What this task involves: Can you update the data below so that each "record one point" becomes "mark one point", with nothing else changed?

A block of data
....................

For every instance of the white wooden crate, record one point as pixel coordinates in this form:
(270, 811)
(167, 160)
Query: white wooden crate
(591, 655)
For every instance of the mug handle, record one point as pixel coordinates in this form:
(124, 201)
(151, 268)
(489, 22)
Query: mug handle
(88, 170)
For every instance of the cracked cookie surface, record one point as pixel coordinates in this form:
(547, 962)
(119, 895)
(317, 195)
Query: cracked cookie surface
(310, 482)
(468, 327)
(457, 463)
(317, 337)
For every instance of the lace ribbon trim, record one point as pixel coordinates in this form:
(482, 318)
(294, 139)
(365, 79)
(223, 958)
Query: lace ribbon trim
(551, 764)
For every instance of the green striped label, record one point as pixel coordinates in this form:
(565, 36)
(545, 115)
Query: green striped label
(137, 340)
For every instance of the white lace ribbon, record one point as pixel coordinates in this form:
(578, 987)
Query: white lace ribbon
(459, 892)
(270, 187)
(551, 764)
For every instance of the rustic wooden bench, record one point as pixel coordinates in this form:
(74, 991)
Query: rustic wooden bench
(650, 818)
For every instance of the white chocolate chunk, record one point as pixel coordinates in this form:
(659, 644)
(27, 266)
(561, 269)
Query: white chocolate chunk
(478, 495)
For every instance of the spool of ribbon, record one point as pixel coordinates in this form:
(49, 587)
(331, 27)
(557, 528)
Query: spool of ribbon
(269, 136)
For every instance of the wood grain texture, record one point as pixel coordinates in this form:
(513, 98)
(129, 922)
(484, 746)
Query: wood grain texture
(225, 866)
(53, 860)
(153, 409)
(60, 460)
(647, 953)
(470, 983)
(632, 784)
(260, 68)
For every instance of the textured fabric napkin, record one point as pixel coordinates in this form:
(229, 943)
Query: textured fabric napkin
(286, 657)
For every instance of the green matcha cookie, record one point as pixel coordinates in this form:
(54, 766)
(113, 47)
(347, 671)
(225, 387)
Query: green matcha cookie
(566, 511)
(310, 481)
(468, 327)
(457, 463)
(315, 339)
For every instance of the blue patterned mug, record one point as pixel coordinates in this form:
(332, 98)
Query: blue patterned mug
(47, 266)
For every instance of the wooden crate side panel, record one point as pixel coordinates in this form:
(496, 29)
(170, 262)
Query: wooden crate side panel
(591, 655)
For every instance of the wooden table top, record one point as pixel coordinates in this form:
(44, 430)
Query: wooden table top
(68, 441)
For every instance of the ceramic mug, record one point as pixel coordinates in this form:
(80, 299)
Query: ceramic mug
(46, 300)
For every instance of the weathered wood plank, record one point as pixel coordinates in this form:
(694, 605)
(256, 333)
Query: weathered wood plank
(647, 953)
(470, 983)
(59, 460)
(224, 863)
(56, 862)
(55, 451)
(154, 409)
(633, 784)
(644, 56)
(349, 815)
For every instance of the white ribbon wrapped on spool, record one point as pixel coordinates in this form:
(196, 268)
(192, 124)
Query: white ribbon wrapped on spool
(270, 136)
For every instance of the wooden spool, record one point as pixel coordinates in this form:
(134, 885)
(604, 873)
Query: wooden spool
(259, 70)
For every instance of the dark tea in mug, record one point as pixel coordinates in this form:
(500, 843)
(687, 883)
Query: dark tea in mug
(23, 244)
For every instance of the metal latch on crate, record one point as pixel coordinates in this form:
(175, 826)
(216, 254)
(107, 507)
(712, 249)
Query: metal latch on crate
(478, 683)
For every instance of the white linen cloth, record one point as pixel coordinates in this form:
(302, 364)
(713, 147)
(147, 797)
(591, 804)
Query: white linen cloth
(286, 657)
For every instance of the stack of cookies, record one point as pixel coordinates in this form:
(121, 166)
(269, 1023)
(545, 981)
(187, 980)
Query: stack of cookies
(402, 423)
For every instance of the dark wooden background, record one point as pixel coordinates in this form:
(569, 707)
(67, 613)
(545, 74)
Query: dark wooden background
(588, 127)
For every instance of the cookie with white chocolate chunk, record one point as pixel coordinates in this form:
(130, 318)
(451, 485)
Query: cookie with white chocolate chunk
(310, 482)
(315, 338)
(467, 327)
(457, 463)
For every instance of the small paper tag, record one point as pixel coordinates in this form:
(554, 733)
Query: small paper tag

....................

Answer below:
For every instance of the white wooden crate, mark one point as pixel coordinates in this form:
(270, 811)
(167, 160)
Query: white wooden crate
(591, 655)
For every instance of the mug handle, mark one point as pixel coordinates in this form:
(124, 201)
(151, 268)
(489, 22)
Query: mug handle
(88, 170)
For every instance of the cracked cookie surface, mark one point as pixel coordinates in this form:
(547, 962)
(119, 895)
(317, 195)
Query: cracked cookie surface
(310, 482)
(468, 327)
(457, 463)
(317, 337)
For every instance of the lace ribbon trim, mark one point as pixel coordinates in this form:
(482, 318)
(294, 139)
(365, 79)
(223, 958)
Query: lace ribbon trim
(551, 764)
For every instance of the green striped label, mark one point as pixel coordinates in this form:
(565, 36)
(545, 115)
Query: green striped label
(137, 340)
For every instance of the white lace ribbon, mark one point as pixel coordinates in this form:
(578, 987)
Query: white lace ribbon
(459, 892)
(270, 187)
(551, 764)
For every instance of the rustic wooden bench, mark one point as pixel coordinates in this form:
(74, 991)
Query: rustic wooden bench
(650, 818)
For every instance of the white chocolate chunk, mark one point as pixel coordinates in this form:
(659, 644)
(27, 266)
(561, 269)
Query: white chocolate chunk
(478, 495)
For every instance of the spool of ribbon, mark one point as pixel coordinates in this form:
(49, 587)
(331, 27)
(557, 528)
Query: spool of ribbon
(269, 136)
For every instance of the wood grain texture, mark one point as pixel coordinates in this form:
(513, 98)
(129, 922)
(484, 746)
Query: wood grain texture
(225, 866)
(53, 860)
(153, 409)
(60, 460)
(647, 953)
(470, 983)
(632, 784)
(260, 68)
For every instance of the textured fabric napkin, mark one point as pixel coordinates in this form:
(229, 943)
Query: textured fabric napkin
(286, 657)
For every instance of the green matcha cookie, mark one point as pixel coordinates in this form:
(54, 766)
(113, 47)
(347, 671)
(225, 387)
Query: green matcha cookie
(566, 511)
(310, 481)
(468, 327)
(457, 463)
(315, 339)
For every instance of the blue patterned mug, mark one point as pixel coordinates in this form:
(332, 98)
Query: blue patterned mug
(47, 266)
For every instance of the wooden crate side panel, mark one point as pixel coordinates in this form:
(496, 29)
(170, 262)
Query: wooden crate side panel
(591, 655)
For every instance of the wooden table top, mark one point as pixel coordinates in this form:
(44, 430)
Query: wooden table top
(68, 441)
For every instance of the ceramic mug, mark one point as pixel coordinates in this form:
(80, 299)
Query: ceramic mug
(46, 300)
For every instance of the weathered wood plank, mark one point as pixel coordinates in this form:
(694, 605)
(256, 333)
Query: weathered wood plank
(647, 953)
(470, 983)
(59, 460)
(224, 863)
(56, 862)
(55, 451)
(154, 409)
(633, 784)
(644, 56)
(349, 815)
For every instance of the white ribbon wrapped on spool, mark one point as pixel coordinates in this form:
(196, 268)
(192, 124)
Query: white ribbon wrapped on spool
(270, 136)
For every instance of the wooden spool, mark one point as pixel coordinates in this form:
(134, 885)
(604, 873)
Query: wooden spool
(259, 70)
For every instance of the dark tea in mug, mark one point as pixel coordinates in this form:
(500, 843)
(687, 883)
Query: dark tea in mug
(23, 244)
For every instance of the metal latch on crate, mark one point as pixel coordinates in this form:
(175, 826)
(216, 254)
(107, 507)
(712, 249)
Query: metal latch on crate
(478, 683)
For every instance of the white linen cloth, mark one point as pixel coordinates in this form:
(302, 364)
(713, 147)
(147, 797)
(591, 804)
Query: white linen cloth
(286, 657)
For every instance of the stack of cookies, mark one point as pixel coordinates in this form:
(121, 166)
(269, 1023)
(545, 981)
(187, 980)
Query: stack of cookies
(402, 423)
For every instance of the dark wooden background, mark one point as pixel coordinates in this form:
(569, 707)
(67, 613)
(545, 74)
Query: dark wooden background
(588, 127)
For every instance of the cookie with white chocolate chunk, mark one point as pixel coordinates in this form:
(130, 318)
(451, 485)
Query: cookie with white chocolate chunk
(310, 482)
(315, 338)
(467, 327)
(457, 463)
For every instance of the small paper tag, mark one point as pixel coordinates in this form:
(554, 733)
Query: small paper tag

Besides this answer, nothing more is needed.